- **YOUR ASSIGNMENT**
An exact copy of every entry is needed here; the images stay out.

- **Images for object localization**
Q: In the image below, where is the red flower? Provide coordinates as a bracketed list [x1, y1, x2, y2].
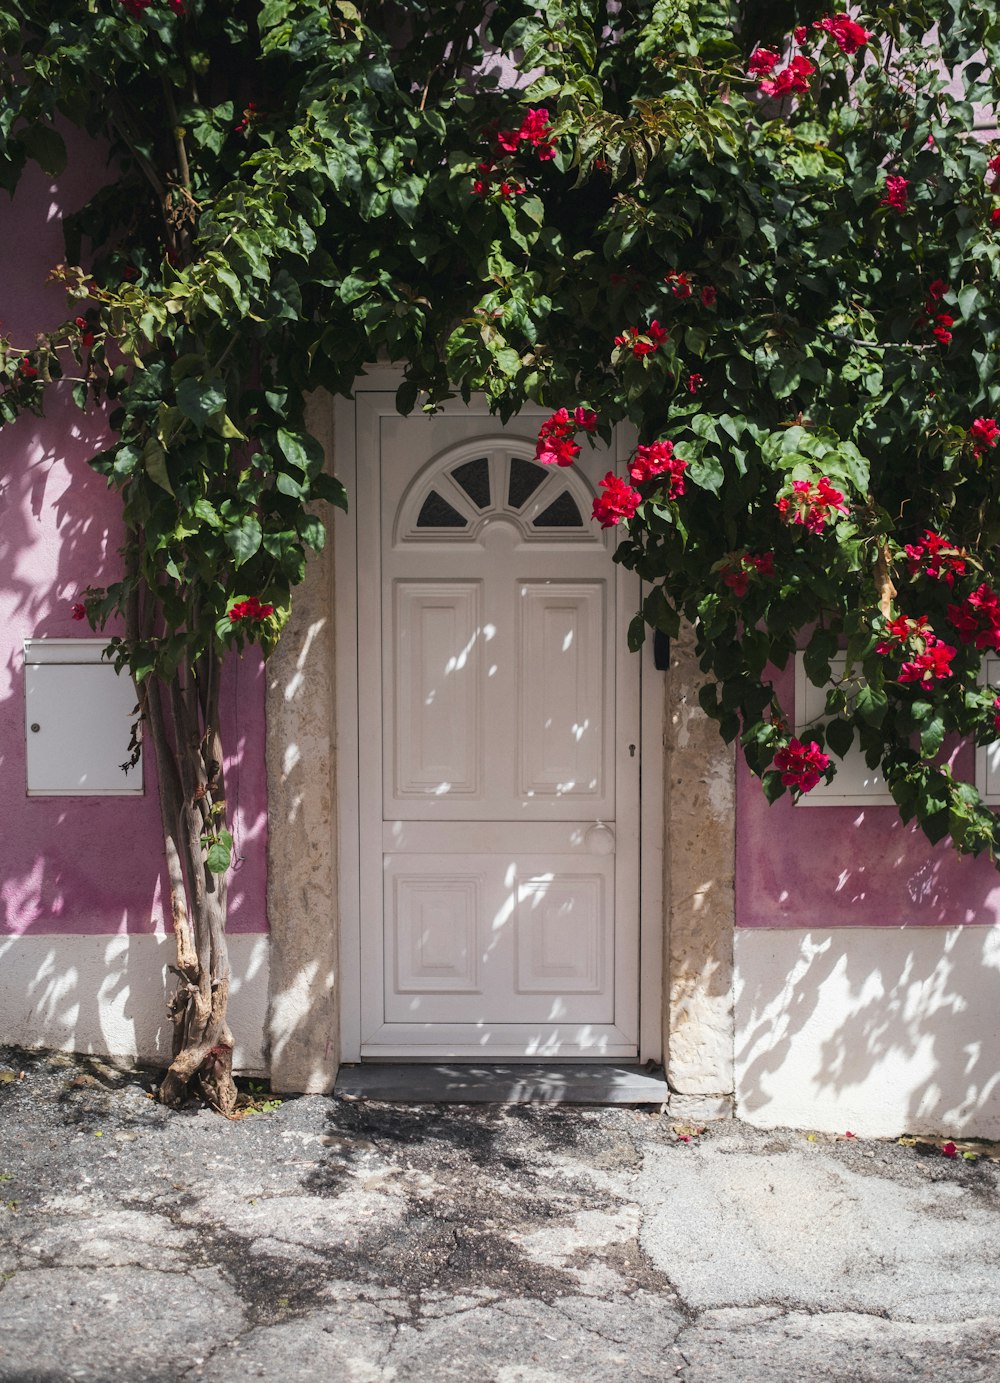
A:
[496, 108, 555, 161]
[228, 596, 275, 624]
[664, 271, 692, 299]
[776, 477, 848, 533]
[899, 641, 956, 684]
[992, 208, 1000, 227]
[17, 357, 38, 379]
[793, 25, 808, 44]
[759, 56, 815, 98]
[168, 0, 184, 12]
[535, 407, 598, 467]
[927, 279, 949, 302]
[720, 552, 774, 597]
[748, 48, 780, 76]
[970, 417, 1000, 456]
[881, 175, 909, 212]
[941, 1141, 958, 1158]
[70, 602, 86, 621]
[773, 738, 830, 793]
[993, 695, 1000, 735]
[118, 0, 151, 14]
[234, 102, 258, 135]
[905, 531, 966, 587]
[875, 613, 933, 655]
[813, 14, 874, 55]
[628, 440, 687, 497]
[614, 321, 668, 357]
[74, 315, 96, 349]
[687, 372, 705, 394]
[989, 154, 1000, 176]
[700, 284, 716, 308]
[592, 473, 642, 528]
[948, 583, 1000, 650]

- **FINISHED EXERCISE**
Q: In the image below, where is the red flower? Provide coordinates as a bracketed list [x1, y1, x2, y2].
A:
[496, 108, 555, 161]
[228, 596, 275, 624]
[664, 271, 692, 299]
[776, 477, 848, 533]
[899, 641, 956, 684]
[992, 208, 1000, 227]
[17, 357, 38, 379]
[793, 25, 808, 44]
[759, 56, 815, 98]
[168, 0, 184, 12]
[535, 407, 598, 467]
[927, 279, 949, 302]
[720, 552, 774, 597]
[748, 48, 780, 76]
[970, 417, 1000, 456]
[881, 175, 909, 212]
[941, 1141, 958, 1158]
[70, 602, 86, 621]
[773, 738, 830, 793]
[993, 695, 1000, 735]
[118, 0, 151, 14]
[234, 102, 258, 135]
[905, 531, 966, 587]
[875, 613, 933, 655]
[813, 14, 874, 55]
[628, 440, 687, 497]
[614, 321, 668, 357]
[74, 315, 96, 349]
[687, 372, 705, 394]
[989, 154, 1000, 176]
[700, 284, 716, 308]
[592, 473, 642, 528]
[948, 583, 1000, 650]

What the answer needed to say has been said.